■ **Extrait du document**:
---
Publié le 13 Décembre 2022 par Colonel Spontini

Le 15 novembre, l'ancien patron des services secrets et ambassadeur a prononcé un discours sur l'immigration à l'Amicale gaulliste du Sénat. Un texte exceptionnel que Le Figaro s'est procuré. Pierre Brochand y résume tous les enjeux que fait peser une immigration incontrôlée et propose des solutions.

 

Pierre Brochand a été directeur général de la Direction générale de la sécurité extérieure (DGSE) de 2002 à 2008, ainsi qu'ambassadeur de France, notamment, en Hongrie et en Israël. Il est intervenu lors d'un colloque de la Fondation Res Publica sur le thème: «Pour une véritable politique de l'immigration».

 

AMICALE GAULLISTE DU SÉNAT

 

Intervention de Monsieur Pierre Brochand, Ambassadeur de France

15 novembre 2022-Salons de Boffrand de la Présidence du Sénat

Monsieur le Président du Sénat,

Monsieur le Président de l'Amicale gaulliste,

Mesdames et Messieurs les sénateurs,

Je vous remercie de votre invitation. Elle est un grand honneur, pour quelqu'un qui a commencé à servir la France sous le Général de Gaulle et en garde, évidemment, une admiration inconditionnelle.

Vous m'avez demandé de parler d'immigration et j'ai suggéré qu'on ajoute « enjeu central ». J'aurais pu aussi bien proposer « enjeu principal ».

Pour deux raisons :

- D'un côté, j'estime que, de tous les défis qu'affronte notre pays, l'immigration est le seul qui menace la paix civile et, à ce titre, j'y vois un préalable à tous les autres.

- D'un autre côté, l'immigration exerce sur l'ensemble de notre vie collective un impact transversal, que je tiens pour globalement négatif.

 

Mais, faute de temps, je négligerai ce second aspect, qui se traduit concrètement par une tiers-mondisation rampante de la société française et sa régression continue dans des domaines clés, tels que l'éducation, la productivité, les services publics, la sécurité, la civilité, etc.

En d'autres termes, si tout ce qui va mal en France n'est pas la faute de l'immigration, loin s'en faut, elle y participe dans une mesure, à mon avis, très sous-estimée.

 

Disant cela, je précise aussitôt que mon sujet n'est pas l'immigration en général, laquelle n'est pas du tout un mal en soi, mais bien l'immigration très particulière que nous subissons depuis 50 ans.

Qui suis-je pour sonner le tocsin ?

A priori, je n'y étais pas destiné, puisque j'ai suivi un parcours exclusivement extérieur. Mais, avec le temps, je me suis aperçu, non sans angoisse, que les dures leçons, tirées de mes expériences au-dehors, s'avéraient de plus en plus pertinentes au-dedans, dès lors que, par le jeu de l'immigration, ce « dehors » était devenu notre « dedans ».
---
■ **Données à traiter**:
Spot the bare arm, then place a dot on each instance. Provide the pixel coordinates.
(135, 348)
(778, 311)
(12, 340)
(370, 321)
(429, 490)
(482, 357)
---
■ **Tâches à réaliser**:
1. Reproduisez fidèlement l'extrait du discours sur l'immigration, en reprenant tout ce qui va de « Vous m'avez demandé » jusqu'à « pour globalement négatif. » inclus.
2. Retranscrivez intégralement le listing placé après l'extrait du discours sur l'immigration, ligne par ligne et sans la moindre modification.

■ **Réponses fournies**:
1.
Vous m'avez demandé de parler d'immigration et j'ai suggéré qu'on ajoute « enjeu central ». J'aurais pu aussi bien proposer « enjeu principal ».

Pour deux raisons :

- D'un côté, j'estime que, de tous les défis qu'affronte notre pays, l'immigration est le seul qui menace la paix civile et, à ce titre, j'y vois un préalable à tous les autres.

- D'un autre côté, l'immigration exerce sur l'ensemble de notre vie collective un impact transversal, que je tiens pour globalement négatif.

2.
Spot the bare arm, then place a dot on each instance. Provide the pixel coordinates.
(135, 348)
(778, 311)
(12, 340)
(370, 321)
(429, 490)
(482, 357)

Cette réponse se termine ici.